> [Given data]
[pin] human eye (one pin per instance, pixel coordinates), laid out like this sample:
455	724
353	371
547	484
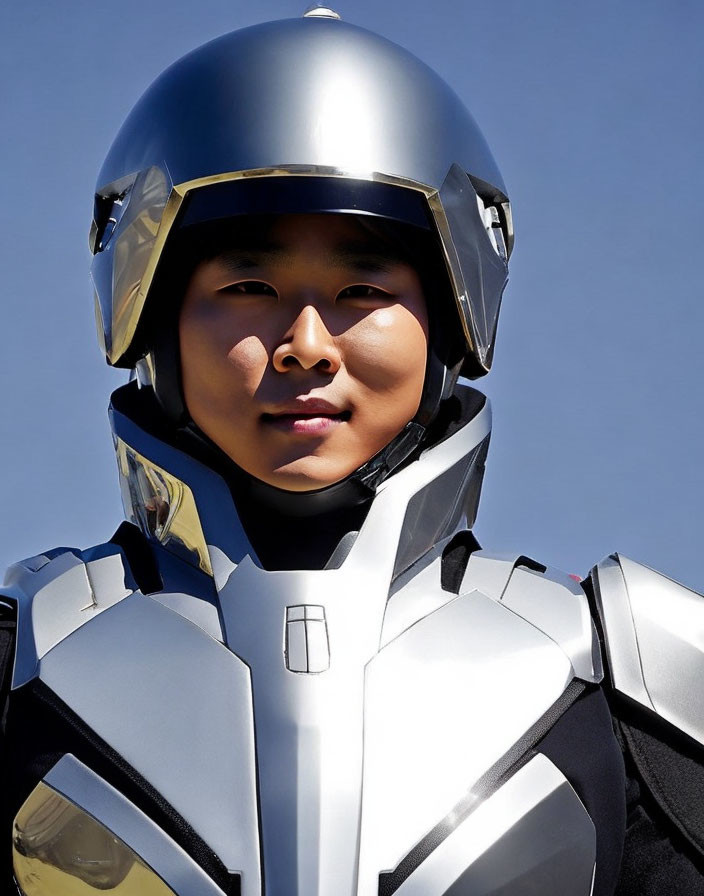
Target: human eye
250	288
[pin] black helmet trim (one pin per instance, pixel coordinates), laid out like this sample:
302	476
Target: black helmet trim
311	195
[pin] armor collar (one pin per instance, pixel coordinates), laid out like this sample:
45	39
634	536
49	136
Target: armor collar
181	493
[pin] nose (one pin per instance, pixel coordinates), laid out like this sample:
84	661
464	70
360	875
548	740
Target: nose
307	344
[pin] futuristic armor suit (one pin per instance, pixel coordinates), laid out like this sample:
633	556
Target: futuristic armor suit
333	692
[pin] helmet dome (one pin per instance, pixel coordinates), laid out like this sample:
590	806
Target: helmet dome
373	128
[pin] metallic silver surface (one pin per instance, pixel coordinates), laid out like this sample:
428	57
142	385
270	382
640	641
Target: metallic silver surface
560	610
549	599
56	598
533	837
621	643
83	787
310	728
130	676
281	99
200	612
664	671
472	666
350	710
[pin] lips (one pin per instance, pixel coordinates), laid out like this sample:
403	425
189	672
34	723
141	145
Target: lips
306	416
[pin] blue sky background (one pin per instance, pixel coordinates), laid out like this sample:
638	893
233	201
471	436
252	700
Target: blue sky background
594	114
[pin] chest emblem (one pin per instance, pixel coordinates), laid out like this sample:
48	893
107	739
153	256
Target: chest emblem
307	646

> [What to produce] Rewrite every line of the records above as a JSON list of strings, one string per line, leaving out blank lines and the pictures.

> [Solution]
[
  "[pin] human eye (one pin per instance, pixel coordinates), laid out like this sample:",
  "455\t724",
  "353\t371",
  "547\t484",
  "Target: human eye",
  "250\t288",
  "[pin] black helmet trim (one pin per instance, pixel coordinates), laid out like this sample:",
  "302\t476",
  "Target: black helmet trim",
  "311\t195",
  "[pin] armor collar (one pin per instance, pixel coordinates), laid out like this sample:",
  "45\t39",
  "634\t536",
  "49\t136",
  "Target: armor collar",
  "181\t493",
  "[pin] nose (one pin per instance, pixel coordinates), laid out like this sample:",
  "84\t661",
  "464\t70",
  "360\t875",
  "548\t740",
  "Target: nose",
  "307\t344",
  "[pin] futuristic armor suit (one pin per instance, pixel coordinates), laid out like this sample:",
  "633\t556",
  "Target: futuristic armor suit",
  "333\t692",
  "[pin] helmet dome (one pin per instance, pixel coordinates), laid out like this sample:",
  "590\t806",
  "Target: helmet dome",
  "373\t128",
  "[pin] metallic silver surface (one pin per instance, pixel coordinates), laid out like this sample:",
  "428\t57",
  "142\t385",
  "270\t382",
  "640\t641",
  "Target: metallic silver surface",
  "560\t610",
  "549\t599",
  "56\t598",
  "533\t837",
  "621\t643",
  "83\t787",
  "310\t728",
  "130\t676",
  "281\t99",
  "200\t612",
  "664\t671",
  "472\t666",
  "350\t710",
  "[pin] lips (one pin per instance, pixel coordinates), laid out like this sample:",
  "403\t425",
  "189\t672",
  "34\t723",
  "141\t145",
  "Target: lips",
  "306\t416",
  "[pin] blue sky background (one pin per instance, pixel coordinates), laid out like this sample:",
  "638\t893",
  "233\t201",
  "471\t436",
  "252\t700",
  "Target: blue sky background",
  "594\t114",
  "[pin] chest emblem (one pin per instance, pixel coordinates), laid out like this sample:",
  "48\t893",
  "107\t739",
  "153\t256",
  "Target: chest emblem",
  "307\t646"
]